Porém na maioria dos casos este diagnóstico acaba sendo de probabilidade, só podendo ser afirmado com certeza quando associado a metástases. O estudo de marcadores de células tumorais por anticorpos anti-Ki67 pode ser um argumento suplementar na orientação no sentido do diagnóstico de melanoma(6).
Infelizmente, com freqüência é impossível de proceder à excisão completa por causa do tamanho desses nevos, e também por apresentarem múltiplas lesões satélites.
Mesmo a excisão até a fáscia muscular não elimina completamente o risco do aparecimento do melanoma, visto que essa célula primordialmente neural freqüentemente permanece nos tecidos profundos, sobretudo nas leptomeninges(1).

▶ ENUNCIADO
Transcreva do texto sobre melanoma o trecho que vai de "Mesmo a excisão" até "sobretudo nas leptomeninges(1).", incluindo essas palavras.

▶ SEÇÃO DE DADOS
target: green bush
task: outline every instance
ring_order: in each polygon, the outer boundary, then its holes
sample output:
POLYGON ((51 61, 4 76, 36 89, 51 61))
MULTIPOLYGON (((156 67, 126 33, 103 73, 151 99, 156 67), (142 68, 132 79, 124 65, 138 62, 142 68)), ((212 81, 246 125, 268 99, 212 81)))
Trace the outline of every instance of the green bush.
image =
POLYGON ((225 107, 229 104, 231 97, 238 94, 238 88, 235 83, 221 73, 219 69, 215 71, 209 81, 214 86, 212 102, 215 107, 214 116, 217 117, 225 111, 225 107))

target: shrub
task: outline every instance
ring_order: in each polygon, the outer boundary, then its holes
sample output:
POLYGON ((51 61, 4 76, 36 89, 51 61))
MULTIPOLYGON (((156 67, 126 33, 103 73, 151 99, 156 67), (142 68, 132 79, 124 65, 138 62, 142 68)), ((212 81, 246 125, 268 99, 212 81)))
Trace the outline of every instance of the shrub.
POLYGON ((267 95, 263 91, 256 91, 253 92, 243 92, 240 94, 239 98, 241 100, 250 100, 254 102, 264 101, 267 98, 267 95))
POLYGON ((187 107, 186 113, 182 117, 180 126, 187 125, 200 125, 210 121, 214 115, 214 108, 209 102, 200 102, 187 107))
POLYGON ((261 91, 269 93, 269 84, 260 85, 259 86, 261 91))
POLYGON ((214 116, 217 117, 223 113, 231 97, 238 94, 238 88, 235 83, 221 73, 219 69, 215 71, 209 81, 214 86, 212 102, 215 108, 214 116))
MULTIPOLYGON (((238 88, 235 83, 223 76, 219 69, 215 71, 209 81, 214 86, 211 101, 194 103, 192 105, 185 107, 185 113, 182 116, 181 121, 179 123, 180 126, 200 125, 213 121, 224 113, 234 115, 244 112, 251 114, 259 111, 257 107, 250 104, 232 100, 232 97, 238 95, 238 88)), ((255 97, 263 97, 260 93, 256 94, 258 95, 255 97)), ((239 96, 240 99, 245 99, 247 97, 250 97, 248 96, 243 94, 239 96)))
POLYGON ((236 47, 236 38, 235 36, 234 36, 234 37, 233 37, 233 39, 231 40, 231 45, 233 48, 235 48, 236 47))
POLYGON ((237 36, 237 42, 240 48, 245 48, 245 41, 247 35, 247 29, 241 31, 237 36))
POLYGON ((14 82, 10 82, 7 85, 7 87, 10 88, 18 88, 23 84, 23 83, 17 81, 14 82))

▶ SUA RESPOSTA
Mesmo a excisão até a fáscia muscular não elimina completamente o risco do aparecimento do melanoma, visto que essa célula primordialmente neural freqüentemente permanece nos tecidos profundos, sobretudo nas leptomeninges(1).